Listed entries =
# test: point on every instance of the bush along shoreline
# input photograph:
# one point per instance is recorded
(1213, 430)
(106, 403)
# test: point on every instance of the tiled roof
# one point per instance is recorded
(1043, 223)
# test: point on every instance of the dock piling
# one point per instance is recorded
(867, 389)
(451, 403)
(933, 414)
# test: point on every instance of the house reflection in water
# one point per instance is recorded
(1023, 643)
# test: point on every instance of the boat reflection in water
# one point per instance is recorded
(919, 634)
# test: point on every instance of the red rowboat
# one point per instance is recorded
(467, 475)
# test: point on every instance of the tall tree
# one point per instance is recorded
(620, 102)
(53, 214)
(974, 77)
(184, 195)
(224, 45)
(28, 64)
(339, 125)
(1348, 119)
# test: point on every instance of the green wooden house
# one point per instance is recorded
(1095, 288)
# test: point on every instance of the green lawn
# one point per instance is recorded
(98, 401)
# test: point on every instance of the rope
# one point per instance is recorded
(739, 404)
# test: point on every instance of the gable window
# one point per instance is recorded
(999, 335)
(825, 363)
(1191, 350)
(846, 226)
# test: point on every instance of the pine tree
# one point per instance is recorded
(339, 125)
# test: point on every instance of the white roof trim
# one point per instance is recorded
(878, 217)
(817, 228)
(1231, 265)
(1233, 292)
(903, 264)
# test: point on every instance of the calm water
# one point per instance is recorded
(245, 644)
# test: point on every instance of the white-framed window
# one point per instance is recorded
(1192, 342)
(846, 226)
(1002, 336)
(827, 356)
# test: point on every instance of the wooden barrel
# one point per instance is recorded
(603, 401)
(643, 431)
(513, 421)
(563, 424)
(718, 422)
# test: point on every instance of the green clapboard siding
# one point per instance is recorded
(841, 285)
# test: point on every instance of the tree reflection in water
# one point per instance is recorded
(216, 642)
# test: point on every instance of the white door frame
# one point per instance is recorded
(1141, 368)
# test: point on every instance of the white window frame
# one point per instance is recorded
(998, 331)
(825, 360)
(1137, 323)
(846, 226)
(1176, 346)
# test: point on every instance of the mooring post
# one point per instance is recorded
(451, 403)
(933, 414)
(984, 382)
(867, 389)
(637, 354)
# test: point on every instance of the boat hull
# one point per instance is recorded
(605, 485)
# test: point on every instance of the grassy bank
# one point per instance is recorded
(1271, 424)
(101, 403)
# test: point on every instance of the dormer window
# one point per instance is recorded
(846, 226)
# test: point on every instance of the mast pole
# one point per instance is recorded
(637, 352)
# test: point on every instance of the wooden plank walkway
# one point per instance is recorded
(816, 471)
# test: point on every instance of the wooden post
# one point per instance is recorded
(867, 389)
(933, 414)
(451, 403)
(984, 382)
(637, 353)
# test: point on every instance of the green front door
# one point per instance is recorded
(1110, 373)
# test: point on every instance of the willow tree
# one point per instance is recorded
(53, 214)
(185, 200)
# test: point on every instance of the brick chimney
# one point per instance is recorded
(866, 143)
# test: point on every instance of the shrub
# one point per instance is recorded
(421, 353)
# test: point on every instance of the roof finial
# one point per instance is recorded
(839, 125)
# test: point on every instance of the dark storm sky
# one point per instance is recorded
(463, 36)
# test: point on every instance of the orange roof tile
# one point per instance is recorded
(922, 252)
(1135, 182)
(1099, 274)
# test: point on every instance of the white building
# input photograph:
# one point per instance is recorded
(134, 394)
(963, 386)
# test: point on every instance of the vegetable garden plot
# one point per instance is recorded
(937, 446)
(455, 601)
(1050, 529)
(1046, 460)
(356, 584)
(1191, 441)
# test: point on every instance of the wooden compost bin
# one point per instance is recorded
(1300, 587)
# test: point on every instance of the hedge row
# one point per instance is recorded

Exercise description = Can you reproduce the data from the line with "# test: point on every instance of the wooden plank" up to and including the final line, substituting "timber" for "wooden" and leaving everything else unchanged?

Exercise answer =
# test: point on every instance of the timber plank walkway
# one point per instance is recorded
(816, 471)
# test: point on every instance of the timber post
# one point per instance is recorded
(867, 389)
(933, 414)
(451, 403)
(984, 382)
(637, 353)
# test: point on every instance of the green front door
# one point per instance is recorded
(1110, 373)
# test: point on every instance of the willow tree
# one point per instance is recorded
(53, 214)
(185, 200)
# test: point on every instance of the brick chimney
# one point per instance is recorded
(866, 143)
# test: point on every instance of the shrub
# one point per instance is recorded
(421, 353)
# test: point on every instance of the roof finial
# one point per instance is recorded
(839, 125)
# test: point on every instance of the dark storm sky
# one point per instance is recorded
(463, 36)
# test: point on every instance of the orange roof tile
# one point per instance is recorded
(922, 252)
(1135, 182)
(1099, 274)
# test: point on every instance of the white building
# input photograph:
# one point per instance is recorded
(134, 394)
(963, 386)
# test: point on every instance of the vegetable garden plot
# one point per instance is recorded
(937, 446)
(455, 601)
(1050, 529)
(1046, 460)
(356, 584)
(1191, 441)
# test: point on every instance of the timber compost bin
# one point per instance is recorded
(1300, 587)
# test: point on every instance of the hedge row
# one point per instance is recorded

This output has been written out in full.